*Problem statement*:
Give back exactly the lines of the entries below from the line with "<point>614,157</point>" to the line with "<point>422,124</point>", inclusive, and only those.
────────────────────────────────────────
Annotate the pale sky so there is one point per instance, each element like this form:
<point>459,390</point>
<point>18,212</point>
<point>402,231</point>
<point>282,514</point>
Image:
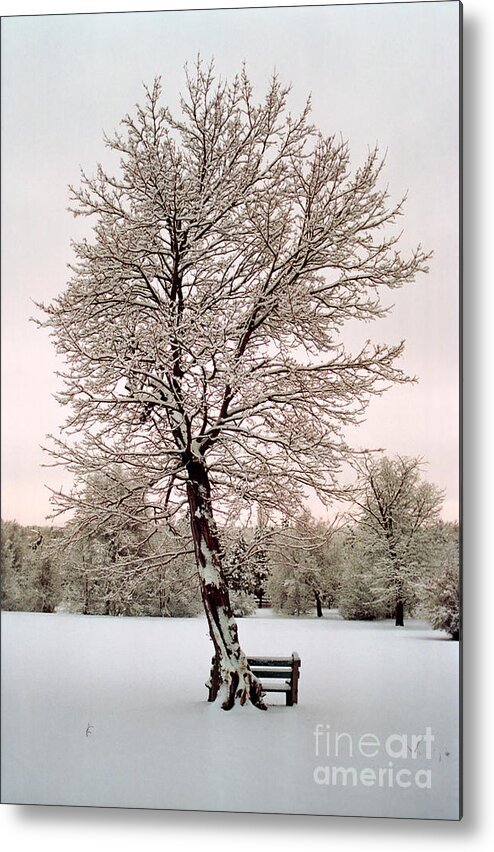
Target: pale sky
<point>377,73</point>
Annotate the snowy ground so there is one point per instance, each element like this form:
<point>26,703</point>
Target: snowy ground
<point>113,712</point>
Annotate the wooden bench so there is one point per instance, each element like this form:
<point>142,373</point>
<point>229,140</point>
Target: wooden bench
<point>270,671</point>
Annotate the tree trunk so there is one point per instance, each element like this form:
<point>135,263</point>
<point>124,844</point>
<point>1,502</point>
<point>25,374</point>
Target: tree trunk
<point>237,681</point>
<point>318,604</point>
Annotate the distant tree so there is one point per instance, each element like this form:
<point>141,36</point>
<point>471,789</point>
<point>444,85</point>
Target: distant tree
<point>360,594</point>
<point>303,574</point>
<point>201,326</point>
<point>395,507</point>
<point>30,579</point>
<point>440,591</point>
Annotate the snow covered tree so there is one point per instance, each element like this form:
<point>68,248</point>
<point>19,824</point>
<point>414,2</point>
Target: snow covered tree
<point>360,594</point>
<point>201,326</point>
<point>440,591</point>
<point>303,560</point>
<point>395,507</point>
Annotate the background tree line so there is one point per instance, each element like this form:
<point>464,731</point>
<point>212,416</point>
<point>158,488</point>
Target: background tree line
<point>128,568</point>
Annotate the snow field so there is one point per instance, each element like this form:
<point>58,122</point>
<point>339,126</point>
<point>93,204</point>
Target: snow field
<point>112,712</point>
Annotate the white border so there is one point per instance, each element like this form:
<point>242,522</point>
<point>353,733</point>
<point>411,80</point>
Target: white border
<point>81,828</point>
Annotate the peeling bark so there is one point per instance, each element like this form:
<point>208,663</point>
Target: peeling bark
<point>237,683</point>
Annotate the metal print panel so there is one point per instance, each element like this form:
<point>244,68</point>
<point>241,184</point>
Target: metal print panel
<point>234,584</point>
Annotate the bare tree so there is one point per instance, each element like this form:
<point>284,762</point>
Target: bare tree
<point>201,326</point>
<point>395,507</point>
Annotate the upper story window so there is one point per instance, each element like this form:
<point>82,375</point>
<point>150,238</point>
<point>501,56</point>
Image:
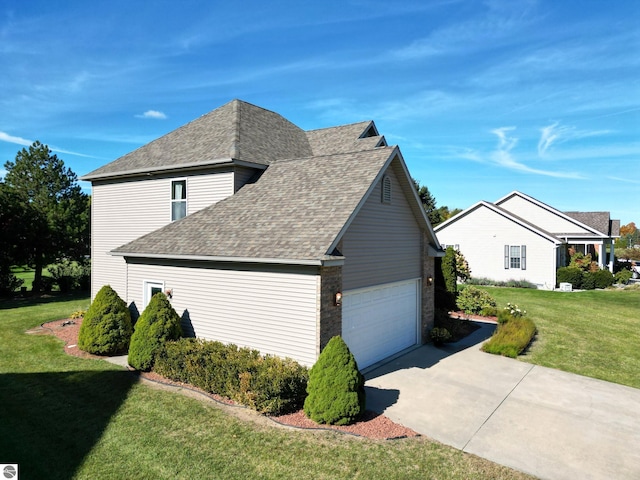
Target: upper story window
<point>386,189</point>
<point>178,199</point>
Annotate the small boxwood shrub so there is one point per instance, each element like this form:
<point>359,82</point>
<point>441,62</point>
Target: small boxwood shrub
<point>512,335</point>
<point>335,392</point>
<point>106,328</point>
<point>572,275</point>
<point>158,323</point>
<point>602,278</point>
<point>268,384</point>
<point>623,276</point>
<point>439,335</point>
<point>473,300</point>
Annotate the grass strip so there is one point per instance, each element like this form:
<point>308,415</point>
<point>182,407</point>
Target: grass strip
<point>511,337</point>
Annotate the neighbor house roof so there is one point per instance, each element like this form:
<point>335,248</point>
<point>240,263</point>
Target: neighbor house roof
<point>601,221</point>
<point>597,223</point>
<point>294,213</point>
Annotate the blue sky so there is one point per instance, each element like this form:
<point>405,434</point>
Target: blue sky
<point>482,97</point>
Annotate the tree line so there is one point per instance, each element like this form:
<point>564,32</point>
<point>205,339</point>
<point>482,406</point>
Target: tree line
<point>44,214</point>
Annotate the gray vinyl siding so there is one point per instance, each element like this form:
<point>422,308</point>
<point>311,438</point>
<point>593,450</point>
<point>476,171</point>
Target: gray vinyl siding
<point>125,210</point>
<point>272,311</point>
<point>383,243</point>
<point>205,190</point>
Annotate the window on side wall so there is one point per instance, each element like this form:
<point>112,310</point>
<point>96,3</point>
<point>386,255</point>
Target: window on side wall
<point>178,199</point>
<point>515,257</point>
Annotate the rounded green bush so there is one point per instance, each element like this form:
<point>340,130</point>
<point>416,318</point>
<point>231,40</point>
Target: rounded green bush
<point>106,328</point>
<point>603,278</point>
<point>335,391</point>
<point>439,335</point>
<point>158,323</point>
<point>473,300</point>
<point>572,275</point>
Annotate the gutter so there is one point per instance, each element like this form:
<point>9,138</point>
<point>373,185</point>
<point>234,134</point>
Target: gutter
<point>327,261</point>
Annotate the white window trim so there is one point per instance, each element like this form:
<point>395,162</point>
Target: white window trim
<point>523,257</point>
<point>186,197</point>
<point>147,285</point>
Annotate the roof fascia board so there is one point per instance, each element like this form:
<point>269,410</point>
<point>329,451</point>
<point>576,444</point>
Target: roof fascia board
<point>168,168</point>
<point>325,262</point>
<point>551,209</point>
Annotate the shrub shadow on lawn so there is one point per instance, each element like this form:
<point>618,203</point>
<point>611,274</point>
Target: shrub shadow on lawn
<point>49,422</point>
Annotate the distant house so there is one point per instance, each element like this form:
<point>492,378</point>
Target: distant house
<point>269,236</point>
<point>521,238</point>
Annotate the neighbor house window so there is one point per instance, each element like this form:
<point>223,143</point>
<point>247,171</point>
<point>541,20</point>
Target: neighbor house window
<point>178,199</point>
<point>386,189</point>
<point>515,257</point>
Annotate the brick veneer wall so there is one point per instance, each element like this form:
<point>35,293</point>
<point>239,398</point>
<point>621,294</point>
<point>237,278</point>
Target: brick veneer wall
<point>330,323</point>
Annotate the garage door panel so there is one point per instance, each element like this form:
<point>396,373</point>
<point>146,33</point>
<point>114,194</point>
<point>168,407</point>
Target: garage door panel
<point>380,321</point>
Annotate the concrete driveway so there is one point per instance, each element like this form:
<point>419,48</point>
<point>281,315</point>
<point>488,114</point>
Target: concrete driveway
<point>541,421</point>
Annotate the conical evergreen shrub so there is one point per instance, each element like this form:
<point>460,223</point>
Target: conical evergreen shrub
<point>106,328</point>
<point>158,323</point>
<point>335,391</point>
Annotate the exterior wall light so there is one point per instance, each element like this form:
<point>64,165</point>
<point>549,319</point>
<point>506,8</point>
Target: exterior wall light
<point>338,299</point>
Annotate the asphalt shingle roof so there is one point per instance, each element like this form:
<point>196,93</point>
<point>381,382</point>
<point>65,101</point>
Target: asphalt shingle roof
<point>235,131</point>
<point>295,211</point>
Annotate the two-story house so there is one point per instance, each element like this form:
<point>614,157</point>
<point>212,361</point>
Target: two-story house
<point>268,236</point>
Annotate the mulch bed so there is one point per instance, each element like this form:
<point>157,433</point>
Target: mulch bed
<point>372,425</point>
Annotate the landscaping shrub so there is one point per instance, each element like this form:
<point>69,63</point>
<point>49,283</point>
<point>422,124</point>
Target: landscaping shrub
<point>335,390</point>
<point>472,300</point>
<point>572,275</point>
<point>269,384</point>
<point>588,281</point>
<point>443,299</point>
<point>623,276</point>
<point>498,283</point>
<point>9,283</point>
<point>602,278</point>
<point>511,337</point>
<point>106,328</point>
<point>158,323</point>
<point>439,335</point>
<point>449,271</point>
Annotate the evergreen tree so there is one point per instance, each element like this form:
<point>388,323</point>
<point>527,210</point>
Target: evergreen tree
<point>59,210</point>
<point>335,391</point>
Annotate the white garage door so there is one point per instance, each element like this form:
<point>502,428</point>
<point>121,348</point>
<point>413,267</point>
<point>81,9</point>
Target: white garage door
<point>380,321</point>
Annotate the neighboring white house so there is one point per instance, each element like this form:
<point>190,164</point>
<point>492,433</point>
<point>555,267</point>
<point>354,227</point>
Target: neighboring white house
<point>268,236</point>
<point>521,238</point>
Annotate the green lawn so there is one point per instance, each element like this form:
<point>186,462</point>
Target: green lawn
<point>63,417</point>
<point>594,333</point>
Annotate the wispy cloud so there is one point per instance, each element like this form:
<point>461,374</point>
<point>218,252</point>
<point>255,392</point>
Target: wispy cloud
<point>625,180</point>
<point>155,114</point>
<point>556,133</point>
<point>503,156</point>
<point>5,137</point>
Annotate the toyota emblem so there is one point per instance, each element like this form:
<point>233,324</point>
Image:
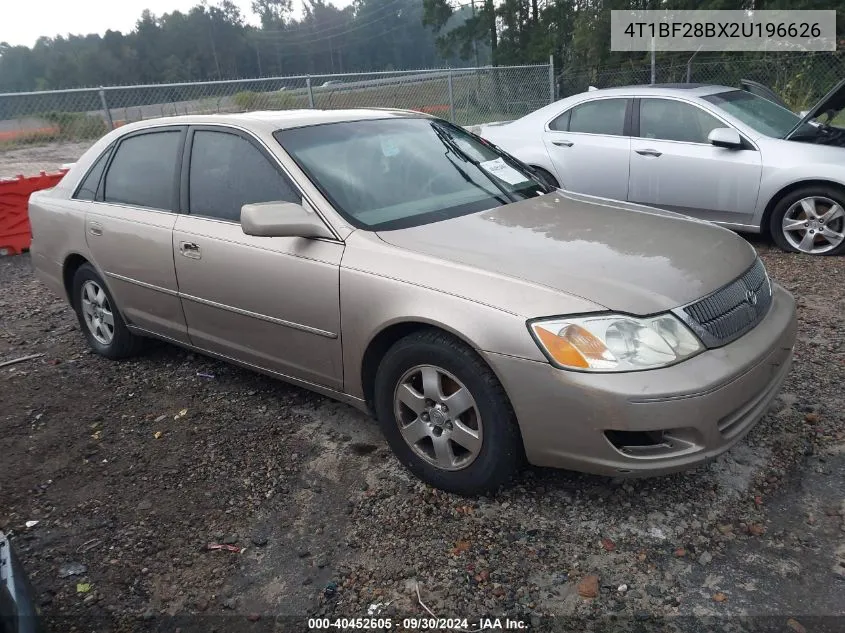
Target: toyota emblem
<point>751,297</point>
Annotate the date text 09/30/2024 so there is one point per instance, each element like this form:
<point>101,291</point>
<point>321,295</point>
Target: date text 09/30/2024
<point>416,624</point>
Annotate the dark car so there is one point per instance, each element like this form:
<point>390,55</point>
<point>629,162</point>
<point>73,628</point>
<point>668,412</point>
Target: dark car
<point>18,613</point>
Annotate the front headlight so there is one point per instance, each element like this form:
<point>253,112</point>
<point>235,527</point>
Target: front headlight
<point>615,342</point>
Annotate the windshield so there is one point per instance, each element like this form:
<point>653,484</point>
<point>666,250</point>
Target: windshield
<point>398,172</point>
<point>756,112</point>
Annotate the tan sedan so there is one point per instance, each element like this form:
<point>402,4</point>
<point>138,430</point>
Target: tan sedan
<point>400,264</point>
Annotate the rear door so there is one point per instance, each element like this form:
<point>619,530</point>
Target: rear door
<point>271,302</point>
<point>590,147</point>
<point>674,166</point>
<point>129,227</point>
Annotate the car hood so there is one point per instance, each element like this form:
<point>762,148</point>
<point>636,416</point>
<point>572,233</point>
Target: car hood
<point>624,257</point>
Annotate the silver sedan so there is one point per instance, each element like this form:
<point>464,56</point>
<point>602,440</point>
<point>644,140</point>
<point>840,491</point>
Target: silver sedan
<point>726,155</point>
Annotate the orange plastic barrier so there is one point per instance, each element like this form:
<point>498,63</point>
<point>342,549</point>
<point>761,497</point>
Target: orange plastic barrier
<point>15,233</point>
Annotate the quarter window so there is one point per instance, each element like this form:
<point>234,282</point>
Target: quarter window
<point>602,116</point>
<point>88,188</point>
<point>561,123</point>
<point>143,172</point>
<point>670,120</point>
<point>227,172</point>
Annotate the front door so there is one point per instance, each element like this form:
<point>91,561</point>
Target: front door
<point>590,149</point>
<point>129,229</point>
<point>674,166</point>
<point>272,302</point>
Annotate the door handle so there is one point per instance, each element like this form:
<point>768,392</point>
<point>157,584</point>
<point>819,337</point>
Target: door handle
<point>190,250</point>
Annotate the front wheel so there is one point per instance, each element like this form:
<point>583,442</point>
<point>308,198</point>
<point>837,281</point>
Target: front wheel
<point>810,220</point>
<point>445,415</point>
────────────────────────────────────────
*Written answer*:
<point>614,157</point>
<point>212,361</point>
Target: two-story house
<point>268,236</point>
Annotate the mulch bed so there is one point per instance, each element like this form:
<point>157,433</point>
Target: mulch bed
<point>372,425</point>
Annotate the landscaping shrub so there is one point per instance, each element like this form:
<point>69,63</point>
<point>49,283</point>
<point>422,124</point>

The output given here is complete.